*Excerpted passage*:
Wednesday, 4 November 2009
The day after I’d stood in the boys’ room wondering how I could shuffle things around to make more space, I read Whistlejacket’s post Not Mad About the Toys and subsequently posted a reply about Operation Christmas Child. But my mind kept whirring - while hanging out the washing, mashing potatoes or trying to get to sleep - about why our children have too many toys, is this a problem and what to do about it.
Whistlejacket wrote about what to say when people ask what your children want for Christmas – “er nothing” was the answer she wants to give. But that’s not acceptable; people like to give children presents and who are we to deny them the excitement of unwrapping them.
At Christmas my problem is with the volume of gifts; extended families becoming increasingly generous. By the end of the day last year my boys were robotically ripping paper off, overwhelmed by what they had already been given but filled with the expectation that there should be more and more to open. I called a halt and they opened the rest on Boxing Day when they were fresh and could appreciate receiving new things again.
Like many children they have so many wonderful things – almost more than they have time to play with, especially now T is at school. We’re not materialistic shopaholics so how has our toy situation got so out of hand?
I think one main reason has to be that nowadays toys are very accessible and much cheaper. Yesterday at the supermarket all toys were half price. I resisted. Today my husband called to ask me what we were getting the boys for Christmas as he was standing in front of a Playmobil police station at a knock down price, did we want it? I went into a panic. I already have something for them but it was a bargain, an amazing opportunity for them to have a fantastic toy. When I calmed down I remembered that the price isn’t everything; just because it’s cheap does not mean we have to fill our house with it. And would they actually play with all these huge pieces of plastic? B loves Playmobil but he doesn’t play with sets in the way “planned” on the box; he gathers up random bits and shoves them in the back of an ambulance.
There is so much choice, too much choice. It becomes tempting to buy them things; you start to think they really should have it, that they need it. Toys R Us is unhelpful in that way. Walking in I feel bombarded. I become filled with an irrational belief that my children must have all this “stuff” for a truly fulfilling life. That’s the time to leave, to escape the clang of mind-curdling jingles and regain perspective. What a pathetic, almost shameful thing to be worrying about when children around the world are dying of dehydration and starvation.

(Records from a collection)

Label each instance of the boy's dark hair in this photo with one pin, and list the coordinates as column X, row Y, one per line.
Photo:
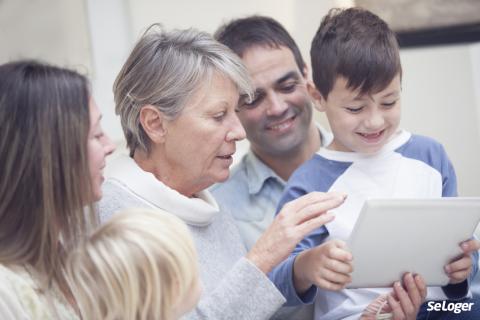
column 356, row 44
column 242, row 34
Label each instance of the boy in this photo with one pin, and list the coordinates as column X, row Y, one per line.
column 357, row 74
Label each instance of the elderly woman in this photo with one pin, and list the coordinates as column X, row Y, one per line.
column 176, row 96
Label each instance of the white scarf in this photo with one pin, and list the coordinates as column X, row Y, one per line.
column 198, row 211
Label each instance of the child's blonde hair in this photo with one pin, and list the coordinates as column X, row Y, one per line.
column 139, row 265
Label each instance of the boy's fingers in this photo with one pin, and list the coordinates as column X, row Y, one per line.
column 470, row 246
column 396, row 308
column 315, row 223
column 412, row 289
column 339, row 266
column 403, row 297
column 422, row 287
column 460, row 265
column 340, row 254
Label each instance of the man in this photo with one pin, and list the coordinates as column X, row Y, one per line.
column 279, row 122
column 279, row 126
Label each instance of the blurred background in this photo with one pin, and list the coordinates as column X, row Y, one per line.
column 441, row 83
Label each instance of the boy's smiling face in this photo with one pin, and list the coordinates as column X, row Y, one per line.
column 361, row 123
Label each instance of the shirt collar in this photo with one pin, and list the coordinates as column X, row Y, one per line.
column 199, row 210
column 258, row 172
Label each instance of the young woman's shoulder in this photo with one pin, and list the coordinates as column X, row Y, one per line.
column 20, row 297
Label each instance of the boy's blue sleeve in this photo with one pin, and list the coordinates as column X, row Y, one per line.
column 449, row 178
column 449, row 189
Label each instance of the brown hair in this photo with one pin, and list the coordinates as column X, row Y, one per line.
column 245, row 33
column 44, row 116
column 356, row 44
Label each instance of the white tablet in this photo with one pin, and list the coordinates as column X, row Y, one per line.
column 394, row 236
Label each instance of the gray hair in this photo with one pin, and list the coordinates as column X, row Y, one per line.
column 165, row 69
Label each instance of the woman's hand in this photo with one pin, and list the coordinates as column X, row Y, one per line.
column 296, row 219
column 328, row 266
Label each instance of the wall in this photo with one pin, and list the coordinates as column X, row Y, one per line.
column 54, row 31
column 441, row 87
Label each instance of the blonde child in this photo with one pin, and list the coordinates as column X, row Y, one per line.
column 141, row 264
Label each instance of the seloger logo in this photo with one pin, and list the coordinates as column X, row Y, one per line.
column 456, row 307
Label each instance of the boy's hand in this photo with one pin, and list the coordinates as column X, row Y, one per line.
column 402, row 303
column 459, row 269
column 327, row 266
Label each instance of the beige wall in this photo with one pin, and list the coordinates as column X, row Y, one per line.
column 441, row 87
column 55, row 31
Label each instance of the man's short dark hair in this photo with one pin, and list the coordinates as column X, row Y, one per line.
column 242, row 34
column 357, row 45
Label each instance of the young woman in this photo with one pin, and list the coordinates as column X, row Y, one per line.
column 52, row 154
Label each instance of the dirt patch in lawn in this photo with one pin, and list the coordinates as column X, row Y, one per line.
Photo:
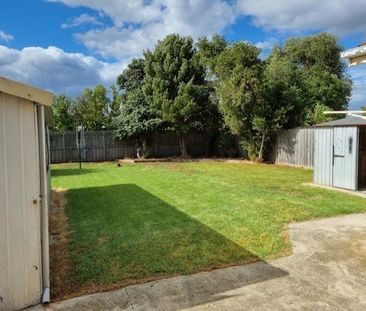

*Parts of the exercise*:
- a) In the post about children having too many toys, what Playmobil set did the husband find at a knock-down price?
- b) Extend the post about children having too many toys, beginning right after its final sentence.

*Final results*:
- a) A Playmobil police station.

- b)
So, what to buy the children for Christmas? Should I be sending a cow on their behalf to Africa, reminding them how lucky they are? That’s unfair. It’s not their fault. They don’t know they have too many toys or buy themselves too many toys. I don’t think they’re over-indulged; if they want something they’re told to put it on their Christmas and birthday lists. But they are children, so they experience the feelings of a friend having something they want, seeing an advertisement on television for something which looks exciting or enjoying unwrapping a gift.
The “too many toys” dilemma is more about parent’s guilt about what we have when we see pictures on the news of emaciated children in refugee camps. By restricting toys or moaning they have too many, we pass that guilt on to our children.
What do children want from a Christmas present? To see a big box under the tree which is for them; the excitement of a new toy. For a parent who thinks too much it is more complicated. What goes through my mind is – do we have space for that, will they actually play with it? Is this what they would like as their most special present, what is the one thing they would be most excited to receive? I try to listen to what they consistently ask for, and watch what they are enjoying.
What to get Baby J is the real dilemma because, as also mentioned by Whistlejacket, younger siblings are not interested in any toys aimed at their age. J only wants to play with what her brothers have left lying all over the floor – all small parts and completely unsuitable but she is endlessly happy and occupied. It would be sensible to buy her something small to unwrap and put the rest of the money in her bank account for when she’s a teenager and believes she “needs” so much. That’s not mean or unfair. Value or size do not actually equate to enjoyment; some of the things they’ve enjoyed most have cost 20p at a nearly new sale.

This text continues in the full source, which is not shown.